▶ [Problem statement]
Please return only the lines from the one holding "point | one per instance, a dot on the cross" through the one holding "point | one per instance, a dot on the window", exactly as they appear in the records below, both ends included.

▶ [Point-per-instance localization data]
————

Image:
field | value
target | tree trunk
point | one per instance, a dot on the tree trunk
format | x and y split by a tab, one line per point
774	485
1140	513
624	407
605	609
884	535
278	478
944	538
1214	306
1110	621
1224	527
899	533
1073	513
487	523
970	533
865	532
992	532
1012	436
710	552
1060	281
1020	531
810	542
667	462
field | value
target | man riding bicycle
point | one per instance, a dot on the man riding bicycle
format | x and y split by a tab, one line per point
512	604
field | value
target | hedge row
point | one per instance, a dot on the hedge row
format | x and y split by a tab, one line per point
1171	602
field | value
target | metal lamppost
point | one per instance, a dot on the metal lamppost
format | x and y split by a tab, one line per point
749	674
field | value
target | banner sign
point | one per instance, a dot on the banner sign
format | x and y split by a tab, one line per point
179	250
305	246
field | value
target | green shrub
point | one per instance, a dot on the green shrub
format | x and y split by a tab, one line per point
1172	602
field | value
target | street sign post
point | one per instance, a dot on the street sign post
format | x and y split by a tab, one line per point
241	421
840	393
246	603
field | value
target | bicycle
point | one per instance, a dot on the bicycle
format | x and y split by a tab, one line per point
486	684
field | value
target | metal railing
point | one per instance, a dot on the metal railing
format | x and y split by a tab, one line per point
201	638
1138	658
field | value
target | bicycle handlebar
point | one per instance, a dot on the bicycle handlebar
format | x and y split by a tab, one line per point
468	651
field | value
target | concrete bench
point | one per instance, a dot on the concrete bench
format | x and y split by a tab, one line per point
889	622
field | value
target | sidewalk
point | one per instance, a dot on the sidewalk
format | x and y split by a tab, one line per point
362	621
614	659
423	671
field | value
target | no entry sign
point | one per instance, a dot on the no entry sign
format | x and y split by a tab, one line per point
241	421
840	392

————

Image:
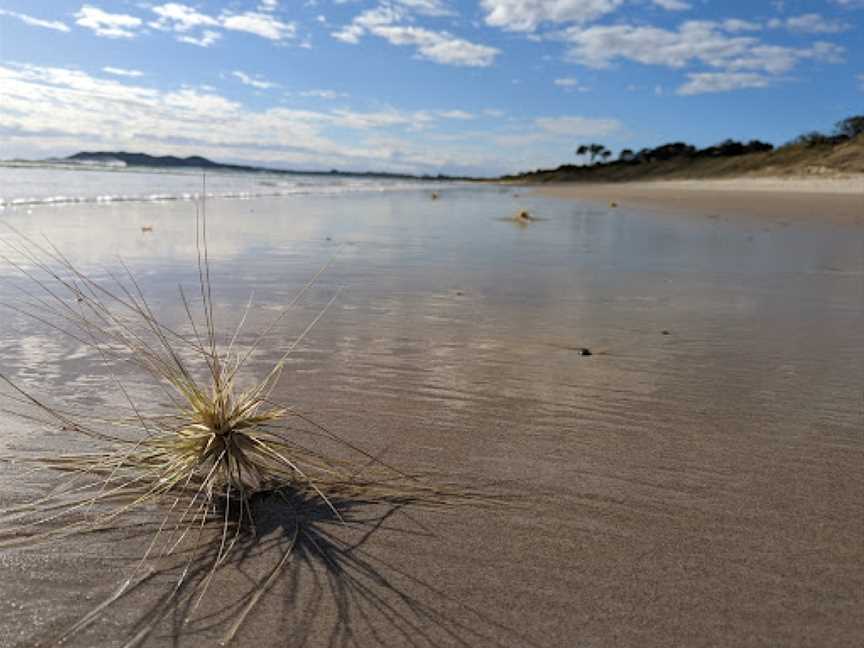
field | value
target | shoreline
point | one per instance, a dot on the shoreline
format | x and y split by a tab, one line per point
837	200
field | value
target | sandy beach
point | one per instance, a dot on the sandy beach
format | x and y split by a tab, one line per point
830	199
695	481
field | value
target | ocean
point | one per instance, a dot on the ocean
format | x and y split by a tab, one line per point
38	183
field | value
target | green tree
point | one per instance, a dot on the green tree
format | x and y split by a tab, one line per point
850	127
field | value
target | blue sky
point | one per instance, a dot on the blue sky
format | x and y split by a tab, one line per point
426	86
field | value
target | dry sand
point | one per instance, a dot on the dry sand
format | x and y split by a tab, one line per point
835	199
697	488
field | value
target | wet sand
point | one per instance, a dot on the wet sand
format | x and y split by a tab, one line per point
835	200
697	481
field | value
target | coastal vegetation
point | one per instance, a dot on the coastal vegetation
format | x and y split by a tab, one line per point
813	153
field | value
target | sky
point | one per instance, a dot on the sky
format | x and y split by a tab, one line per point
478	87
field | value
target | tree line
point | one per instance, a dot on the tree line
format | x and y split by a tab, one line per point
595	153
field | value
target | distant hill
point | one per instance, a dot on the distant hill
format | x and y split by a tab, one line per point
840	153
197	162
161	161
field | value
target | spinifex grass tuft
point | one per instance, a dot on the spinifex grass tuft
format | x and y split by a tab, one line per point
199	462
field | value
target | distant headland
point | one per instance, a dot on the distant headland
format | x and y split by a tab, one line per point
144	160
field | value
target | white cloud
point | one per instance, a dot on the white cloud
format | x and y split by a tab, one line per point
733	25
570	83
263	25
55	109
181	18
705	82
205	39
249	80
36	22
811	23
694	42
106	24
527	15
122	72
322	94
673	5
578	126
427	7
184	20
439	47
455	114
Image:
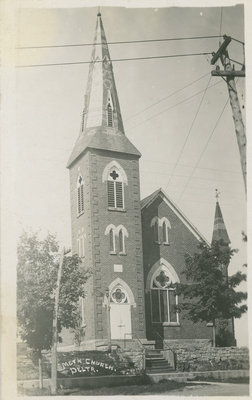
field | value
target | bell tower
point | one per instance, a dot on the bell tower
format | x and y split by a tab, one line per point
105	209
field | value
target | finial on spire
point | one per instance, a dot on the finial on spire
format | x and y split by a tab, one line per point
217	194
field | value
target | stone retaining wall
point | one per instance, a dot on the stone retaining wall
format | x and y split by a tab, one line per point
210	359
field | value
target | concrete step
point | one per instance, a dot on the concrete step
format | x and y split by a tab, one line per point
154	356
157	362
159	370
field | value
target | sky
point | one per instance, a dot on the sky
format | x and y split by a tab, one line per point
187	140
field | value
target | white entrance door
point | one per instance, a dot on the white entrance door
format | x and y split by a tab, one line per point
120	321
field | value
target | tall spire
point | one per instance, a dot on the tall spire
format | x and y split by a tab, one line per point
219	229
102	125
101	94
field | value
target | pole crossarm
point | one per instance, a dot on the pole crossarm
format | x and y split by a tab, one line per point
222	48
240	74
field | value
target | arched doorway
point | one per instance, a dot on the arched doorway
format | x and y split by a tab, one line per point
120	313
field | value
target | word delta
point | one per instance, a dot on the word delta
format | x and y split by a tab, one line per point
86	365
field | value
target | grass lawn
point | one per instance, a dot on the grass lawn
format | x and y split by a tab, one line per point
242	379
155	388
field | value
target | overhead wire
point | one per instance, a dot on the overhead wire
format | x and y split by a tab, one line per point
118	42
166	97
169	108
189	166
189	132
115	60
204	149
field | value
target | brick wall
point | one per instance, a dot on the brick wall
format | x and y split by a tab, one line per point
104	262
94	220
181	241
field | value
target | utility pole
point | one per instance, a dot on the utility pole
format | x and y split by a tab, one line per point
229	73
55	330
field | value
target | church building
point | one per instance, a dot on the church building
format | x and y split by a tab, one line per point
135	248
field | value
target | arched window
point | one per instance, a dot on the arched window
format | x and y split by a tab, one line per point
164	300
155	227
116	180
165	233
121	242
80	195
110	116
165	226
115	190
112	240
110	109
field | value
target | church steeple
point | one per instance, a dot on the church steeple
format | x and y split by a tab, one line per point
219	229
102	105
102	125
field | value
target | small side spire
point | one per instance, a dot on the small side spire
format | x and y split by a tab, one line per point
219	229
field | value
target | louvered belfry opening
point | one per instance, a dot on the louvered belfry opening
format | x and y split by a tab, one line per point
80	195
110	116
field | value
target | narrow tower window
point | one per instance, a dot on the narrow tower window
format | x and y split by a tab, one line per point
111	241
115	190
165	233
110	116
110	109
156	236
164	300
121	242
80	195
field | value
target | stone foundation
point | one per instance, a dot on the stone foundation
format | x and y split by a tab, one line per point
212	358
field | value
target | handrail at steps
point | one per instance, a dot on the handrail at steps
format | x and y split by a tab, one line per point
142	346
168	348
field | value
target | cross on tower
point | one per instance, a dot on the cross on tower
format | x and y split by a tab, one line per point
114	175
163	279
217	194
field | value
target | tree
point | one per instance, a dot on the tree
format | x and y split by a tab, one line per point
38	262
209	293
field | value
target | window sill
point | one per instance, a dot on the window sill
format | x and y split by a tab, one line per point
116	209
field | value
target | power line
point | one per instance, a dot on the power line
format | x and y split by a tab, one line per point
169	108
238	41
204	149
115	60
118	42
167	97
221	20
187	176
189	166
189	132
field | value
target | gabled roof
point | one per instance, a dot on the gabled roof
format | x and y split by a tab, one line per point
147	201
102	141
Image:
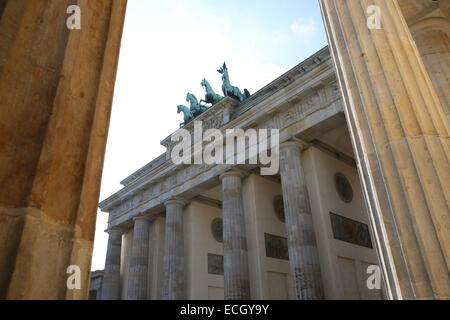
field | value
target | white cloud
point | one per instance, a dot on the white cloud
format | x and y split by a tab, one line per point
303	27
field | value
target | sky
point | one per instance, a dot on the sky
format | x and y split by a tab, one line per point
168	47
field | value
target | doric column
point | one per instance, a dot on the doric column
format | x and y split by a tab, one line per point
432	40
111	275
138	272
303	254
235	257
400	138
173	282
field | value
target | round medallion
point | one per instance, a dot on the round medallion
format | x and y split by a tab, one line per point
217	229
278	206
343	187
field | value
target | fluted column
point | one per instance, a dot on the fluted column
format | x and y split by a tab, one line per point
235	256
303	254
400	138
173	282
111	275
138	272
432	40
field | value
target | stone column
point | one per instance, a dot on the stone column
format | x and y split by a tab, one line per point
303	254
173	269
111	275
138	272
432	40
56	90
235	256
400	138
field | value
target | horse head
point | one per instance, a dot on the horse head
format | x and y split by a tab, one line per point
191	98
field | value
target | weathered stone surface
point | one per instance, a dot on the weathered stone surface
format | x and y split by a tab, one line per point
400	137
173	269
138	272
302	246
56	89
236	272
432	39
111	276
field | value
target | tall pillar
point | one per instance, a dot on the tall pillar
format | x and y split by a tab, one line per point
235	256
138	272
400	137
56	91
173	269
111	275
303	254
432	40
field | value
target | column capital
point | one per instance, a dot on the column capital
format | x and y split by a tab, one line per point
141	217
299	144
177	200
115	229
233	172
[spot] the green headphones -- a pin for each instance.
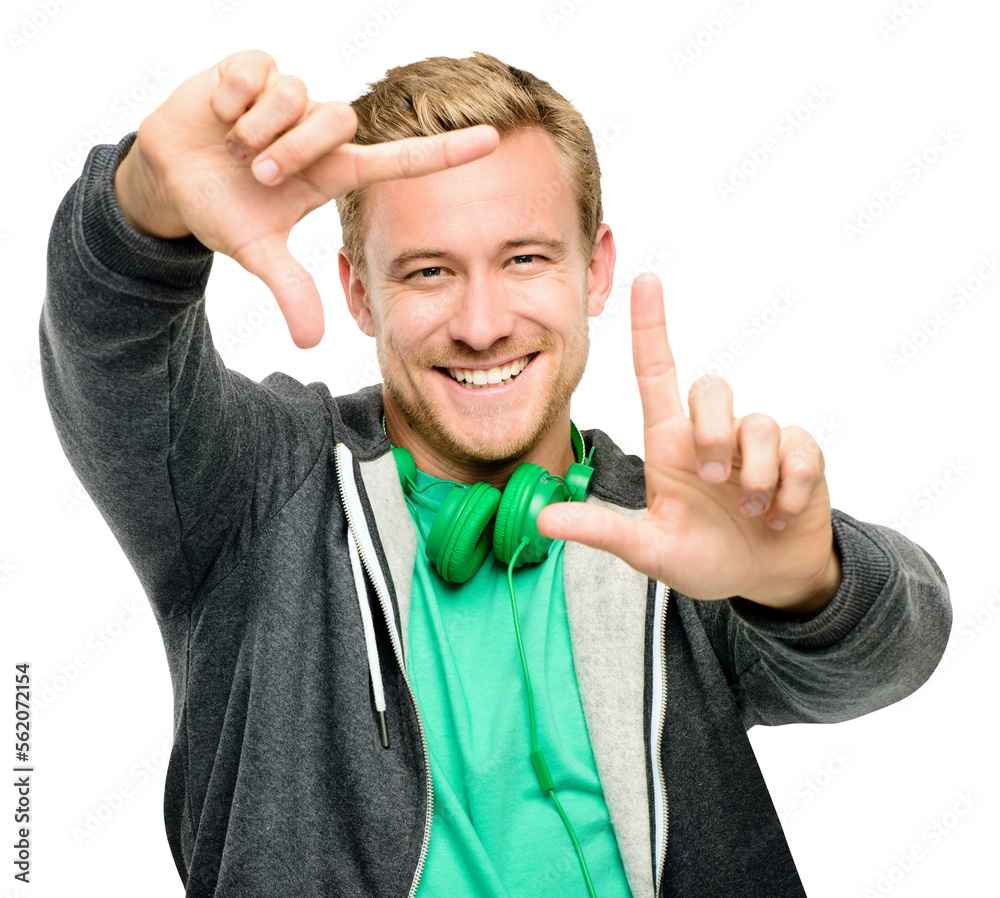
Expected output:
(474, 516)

————

▶ [Solution below]
point | one per instance, a dot on the cross on tower
format | x and y split by a tab, one line per point
114	175
163	279
217	194
field | value
target | tree
point | one per instance, a dot on the tree
format | x and y split by a tab, one line per point
38	262
209	293
field | value
target | window sill
point | one per instance, a dot on the window sill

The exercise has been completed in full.